--- start ---
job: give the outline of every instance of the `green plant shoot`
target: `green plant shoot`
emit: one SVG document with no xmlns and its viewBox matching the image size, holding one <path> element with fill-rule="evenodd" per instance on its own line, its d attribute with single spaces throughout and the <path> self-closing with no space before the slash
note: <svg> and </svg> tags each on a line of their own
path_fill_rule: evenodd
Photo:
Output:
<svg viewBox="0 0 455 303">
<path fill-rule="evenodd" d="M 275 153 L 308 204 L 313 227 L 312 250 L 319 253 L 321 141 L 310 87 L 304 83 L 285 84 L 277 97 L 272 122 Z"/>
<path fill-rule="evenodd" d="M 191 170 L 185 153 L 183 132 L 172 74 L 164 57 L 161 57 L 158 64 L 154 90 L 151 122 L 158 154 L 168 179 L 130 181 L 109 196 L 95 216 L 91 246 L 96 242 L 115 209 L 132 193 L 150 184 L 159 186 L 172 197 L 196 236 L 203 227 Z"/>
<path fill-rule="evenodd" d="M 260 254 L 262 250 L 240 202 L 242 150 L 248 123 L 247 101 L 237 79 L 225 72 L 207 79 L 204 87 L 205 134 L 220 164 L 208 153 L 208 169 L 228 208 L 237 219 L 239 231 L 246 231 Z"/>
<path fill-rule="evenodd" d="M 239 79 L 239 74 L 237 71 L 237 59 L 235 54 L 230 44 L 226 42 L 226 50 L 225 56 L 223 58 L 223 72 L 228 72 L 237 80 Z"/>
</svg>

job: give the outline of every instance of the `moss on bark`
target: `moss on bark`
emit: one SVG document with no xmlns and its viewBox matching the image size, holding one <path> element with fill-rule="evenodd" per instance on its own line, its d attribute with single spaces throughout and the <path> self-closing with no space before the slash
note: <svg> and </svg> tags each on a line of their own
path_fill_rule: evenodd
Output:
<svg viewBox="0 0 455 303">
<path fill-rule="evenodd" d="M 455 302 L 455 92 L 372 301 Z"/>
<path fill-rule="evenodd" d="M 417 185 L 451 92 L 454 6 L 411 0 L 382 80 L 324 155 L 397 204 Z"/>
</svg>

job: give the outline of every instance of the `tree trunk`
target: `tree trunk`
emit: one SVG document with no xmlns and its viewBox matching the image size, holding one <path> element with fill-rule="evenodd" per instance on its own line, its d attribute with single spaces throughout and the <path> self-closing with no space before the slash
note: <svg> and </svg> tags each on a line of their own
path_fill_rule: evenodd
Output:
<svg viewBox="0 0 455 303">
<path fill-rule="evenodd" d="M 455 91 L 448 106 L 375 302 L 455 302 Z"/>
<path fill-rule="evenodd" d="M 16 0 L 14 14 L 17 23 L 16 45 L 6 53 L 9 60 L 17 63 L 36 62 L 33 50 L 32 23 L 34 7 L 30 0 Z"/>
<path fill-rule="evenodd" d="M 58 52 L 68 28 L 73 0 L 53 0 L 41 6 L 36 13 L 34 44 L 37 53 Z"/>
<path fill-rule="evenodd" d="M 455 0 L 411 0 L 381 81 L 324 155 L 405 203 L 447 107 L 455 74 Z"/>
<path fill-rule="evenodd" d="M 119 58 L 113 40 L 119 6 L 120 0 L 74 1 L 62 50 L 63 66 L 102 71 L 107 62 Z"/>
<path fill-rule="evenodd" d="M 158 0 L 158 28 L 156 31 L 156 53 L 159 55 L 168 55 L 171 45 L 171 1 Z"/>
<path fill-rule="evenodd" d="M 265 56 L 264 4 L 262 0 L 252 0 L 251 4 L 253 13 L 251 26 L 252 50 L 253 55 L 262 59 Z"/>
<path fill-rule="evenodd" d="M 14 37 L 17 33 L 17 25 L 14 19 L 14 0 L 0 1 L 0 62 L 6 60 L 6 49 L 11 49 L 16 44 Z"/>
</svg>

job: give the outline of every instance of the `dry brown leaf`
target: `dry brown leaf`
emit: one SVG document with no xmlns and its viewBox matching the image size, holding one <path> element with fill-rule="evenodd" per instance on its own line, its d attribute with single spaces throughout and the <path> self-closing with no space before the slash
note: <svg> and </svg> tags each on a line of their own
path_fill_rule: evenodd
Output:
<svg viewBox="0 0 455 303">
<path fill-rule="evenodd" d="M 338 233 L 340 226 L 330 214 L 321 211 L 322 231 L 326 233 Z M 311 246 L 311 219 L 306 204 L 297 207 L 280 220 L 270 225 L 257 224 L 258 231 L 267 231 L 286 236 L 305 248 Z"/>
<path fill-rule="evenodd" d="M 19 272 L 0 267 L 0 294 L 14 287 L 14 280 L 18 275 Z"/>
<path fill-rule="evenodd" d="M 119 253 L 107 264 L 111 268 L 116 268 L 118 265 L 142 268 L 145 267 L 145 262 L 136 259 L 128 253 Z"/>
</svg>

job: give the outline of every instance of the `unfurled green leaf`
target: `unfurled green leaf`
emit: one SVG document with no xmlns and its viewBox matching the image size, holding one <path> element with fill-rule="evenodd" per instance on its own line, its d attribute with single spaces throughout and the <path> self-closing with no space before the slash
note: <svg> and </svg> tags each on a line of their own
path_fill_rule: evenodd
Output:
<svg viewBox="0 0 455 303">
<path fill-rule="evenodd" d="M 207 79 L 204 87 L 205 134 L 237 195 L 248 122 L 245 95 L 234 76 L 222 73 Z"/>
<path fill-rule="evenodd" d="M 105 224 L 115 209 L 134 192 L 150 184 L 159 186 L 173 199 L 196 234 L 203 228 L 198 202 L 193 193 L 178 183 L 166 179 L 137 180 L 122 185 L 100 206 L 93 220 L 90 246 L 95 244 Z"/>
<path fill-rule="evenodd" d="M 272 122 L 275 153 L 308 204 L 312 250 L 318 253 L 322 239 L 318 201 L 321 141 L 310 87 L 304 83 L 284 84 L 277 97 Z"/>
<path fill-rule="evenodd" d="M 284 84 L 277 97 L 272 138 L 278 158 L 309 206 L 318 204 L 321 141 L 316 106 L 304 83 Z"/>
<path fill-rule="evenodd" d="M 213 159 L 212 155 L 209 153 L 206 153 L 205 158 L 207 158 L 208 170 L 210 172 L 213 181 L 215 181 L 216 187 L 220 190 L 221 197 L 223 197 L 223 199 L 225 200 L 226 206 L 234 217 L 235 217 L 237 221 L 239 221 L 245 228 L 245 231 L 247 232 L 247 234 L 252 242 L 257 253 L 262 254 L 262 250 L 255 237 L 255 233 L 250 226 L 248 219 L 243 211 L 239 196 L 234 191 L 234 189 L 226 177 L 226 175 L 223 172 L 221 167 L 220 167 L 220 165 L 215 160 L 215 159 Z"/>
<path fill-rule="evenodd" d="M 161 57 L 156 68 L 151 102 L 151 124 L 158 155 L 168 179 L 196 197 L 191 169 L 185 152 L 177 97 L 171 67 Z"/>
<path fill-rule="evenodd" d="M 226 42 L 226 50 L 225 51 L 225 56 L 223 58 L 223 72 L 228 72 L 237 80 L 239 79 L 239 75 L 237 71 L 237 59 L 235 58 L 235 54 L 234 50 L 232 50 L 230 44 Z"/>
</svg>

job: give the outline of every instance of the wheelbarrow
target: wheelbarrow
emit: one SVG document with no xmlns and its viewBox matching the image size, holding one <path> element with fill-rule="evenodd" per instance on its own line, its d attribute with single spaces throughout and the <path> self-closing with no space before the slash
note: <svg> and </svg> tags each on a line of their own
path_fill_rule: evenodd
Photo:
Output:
--- end ---
### DO THIS:
Your task is to transcribe the listing above in full, exactly as given.

### ANSWER TO THIS PROBLEM:
job: give the outline of every instance of the `green plant shoot`
target: `green plant shoot`
emit: one SVG document with no xmlns and its viewBox matching the image size, holding one <path> element with fill-rule="evenodd" per instance on its own line, its d attribute with single spaces throughout and the <path> self-closing with no space before the slash
note: <svg> and </svg> tags each on a line of their own
path_fill_rule: evenodd
Photo:
Output:
<svg viewBox="0 0 455 303">
<path fill-rule="evenodd" d="M 275 153 L 308 204 L 313 227 L 312 250 L 319 253 L 321 141 L 310 87 L 304 83 L 285 84 L 277 97 L 272 122 Z"/>
<path fill-rule="evenodd" d="M 191 170 L 185 153 L 183 132 L 172 74 L 164 57 L 161 57 L 158 64 L 154 90 L 151 122 L 158 154 L 168 179 L 130 181 L 109 196 L 95 216 L 91 246 L 96 242 L 115 209 L 132 193 L 150 184 L 159 186 L 172 197 L 196 236 L 203 227 Z"/>
<path fill-rule="evenodd" d="M 260 254 L 262 250 L 240 202 L 242 150 L 248 123 L 247 101 L 237 79 L 225 72 L 207 79 L 204 87 L 205 134 L 220 164 L 208 153 L 208 169 L 228 208 L 237 219 L 239 231 L 246 231 Z"/>
<path fill-rule="evenodd" d="M 239 79 L 239 74 L 237 71 L 237 59 L 235 54 L 230 44 L 226 42 L 226 50 L 225 56 L 223 58 L 223 72 L 228 72 L 237 80 Z"/>
</svg>

job: give the outline of every instance of the `moss on bark`
target: `moss on bark`
emit: one SVG document with no xmlns and its viewBox matching the image size, holding one <path> element with fill-rule="evenodd" per instance on its own line, its d attribute with single spaces throughout and the <path> self-closing with no space before the slash
note: <svg> and </svg> tags each on a line of their own
path_fill_rule: evenodd
Output:
<svg viewBox="0 0 455 303">
<path fill-rule="evenodd" d="M 455 302 L 455 92 L 372 301 Z"/>
<path fill-rule="evenodd" d="M 417 185 L 451 92 L 454 6 L 411 0 L 382 80 L 324 155 L 397 204 Z"/>
</svg>

job: give the outline of every instance of the `tree trunk`
target: `tree trunk`
emit: one SVG document with no xmlns and its viewBox matching the image size, holding one <path> element with fill-rule="evenodd" per instance on its own line, its d attribute with single spaces throughout and the <path> self-closing with no space before the slash
note: <svg> and </svg> tags each on a line of their own
path_fill_rule: evenodd
Output:
<svg viewBox="0 0 455 303">
<path fill-rule="evenodd" d="M 455 91 L 448 106 L 375 302 L 455 302 Z"/>
<path fill-rule="evenodd" d="M 16 0 L 14 14 L 17 23 L 16 45 L 6 53 L 9 60 L 17 63 L 36 62 L 33 50 L 32 23 L 34 7 L 30 0 Z"/>
<path fill-rule="evenodd" d="M 58 52 L 68 28 L 73 0 L 53 0 L 41 6 L 36 13 L 34 44 L 37 53 Z"/>
<path fill-rule="evenodd" d="M 455 0 L 411 0 L 381 81 L 324 155 L 405 203 L 447 107 L 455 74 Z"/>
<path fill-rule="evenodd" d="M 119 58 L 113 40 L 119 6 L 120 0 L 74 1 L 62 50 L 63 66 L 102 71 L 107 62 Z"/>
<path fill-rule="evenodd" d="M 158 0 L 158 28 L 156 31 L 156 53 L 159 55 L 168 55 L 171 45 L 171 1 Z"/>
<path fill-rule="evenodd" d="M 265 56 L 264 4 L 262 0 L 252 0 L 251 4 L 253 13 L 251 26 L 252 50 L 253 55 L 262 59 Z"/>
<path fill-rule="evenodd" d="M 14 37 L 17 33 L 17 25 L 14 19 L 14 0 L 0 1 L 0 62 L 6 60 L 6 49 L 11 49 L 16 44 Z"/>
</svg>

job: give the outline of every instance of the `dry brown leaf`
target: `dry brown leaf`
emit: one SVG document with no xmlns and its viewBox matching the image size, holding one <path> element with fill-rule="evenodd" per instance on its own line, its d attribute with single spaces throughout and the <path> self-closing with no space before the slash
note: <svg> and </svg> tags each on a line of their own
path_fill_rule: evenodd
Output:
<svg viewBox="0 0 455 303">
<path fill-rule="evenodd" d="M 338 233 L 340 226 L 330 214 L 321 211 L 322 231 L 326 233 Z M 311 246 L 311 219 L 306 204 L 297 207 L 280 220 L 270 225 L 257 224 L 258 231 L 267 231 L 286 236 L 305 248 Z"/>
<path fill-rule="evenodd" d="M 19 272 L 0 267 L 0 294 L 14 287 L 14 280 L 18 275 Z"/>
<path fill-rule="evenodd" d="M 119 253 L 107 264 L 111 268 L 116 268 L 118 265 L 142 268 L 145 267 L 145 262 L 136 259 L 128 253 Z"/>
</svg>

job: give the outline of every instance of the `unfurled green leaf`
target: `unfurled green leaf`
emit: one SVG document with no xmlns and its viewBox matching the image size, holding one <path> element with fill-rule="evenodd" per instance on its own line, its d attribute with single spaces throughout and the <path> self-closing with no space before the slash
note: <svg> and </svg> tags each on a line of their own
path_fill_rule: evenodd
Output:
<svg viewBox="0 0 455 303">
<path fill-rule="evenodd" d="M 207 79 L 204 87 L 205 134 L 237 195 L 248 122 L 245 95 L 234 76 L 222 73 Z"/>
<path fill-rule="evenodd" d="M 105 224 L 115 209 L 134 192 L 150 184 L 159 186 L 173 199 L 196 234 L 203 228 L 198 202 L 193 193 L 178 183 L 166 179 L 137 180 L 122 185 L 100 206 L 93 220 L 90 246 L 95 244 Z"/>
<path fill-rule="evenodd" d="M 272 122 L 275 153 L 308 204 L 312 250 L 318 253 L 322 239 L 318 201 L 321 141 L 310 87 L 304 83 L 284 84 L 277 97 Z"/>
<path fill-rule="evenodd" d="M 284 84 L 277 97 L 272 138 L 278 158 L 309 206 L 318 204 L 321 141 L 316 106 L 304 83 Z"/>
<path fill-rule="evenodd" d="M 213 159 L 212 155 L 209 153 L 206 153 L 205 158 L 207 158 L 208 170 L 210 172 L 213 181 L 215 181 L 216 187 L 220 190 L 221 197 L 223 197 L 223 199 L 225 200 L 226 206 L 234 217 L 235 217 L 237 221 L 239 221 L 245 228 L 245 231 L 247 232 L 247 234 L 252 242 L 257 253 L 262 254 L 262 250 L 255 237 L 255 233 L 250 226 L 248 219 L 243 211 L 239 196 L 234 191 L 234 189 L 226 177 L 226 175 L 223 172 L 221 167 L 220 167 L 220 165 L 215 160 L 215 159 Z"/>
<path fill-rule="evenodd" d="M 161 57 L 156 68 L 151 102 L 151 124 L 158 155 L 168 179 L 196 197 L 191 169 L 185 152 L 177 97 L 171 67 Z"/>
<path fill-rule="evenodd" d="M 226 42 L 226 50 L 225 51 L 225 56 L 223 58 L 223 72 L 228 72 L 237 80 L 239 79 L 239 75 L 237 71 L 237 59 L 235 58 L 235 54 L 234 50 L 232 50 L 230 44 Z"/>
</svg>

job: give the outline of every instance of the wheelbarrow
target: wheelbarrow
emit: one SVG document with no xmlns and its viewBox matching the image size, holding one <path> element with fill-rule="evenodd" per instance on its own line, its d attribute with single spaces throughout and the <path> self-closing with no space before the slash
note: <svg> and </svg> tags each on a line of their own
path_fill_rule: evenodd
Photo:
Output:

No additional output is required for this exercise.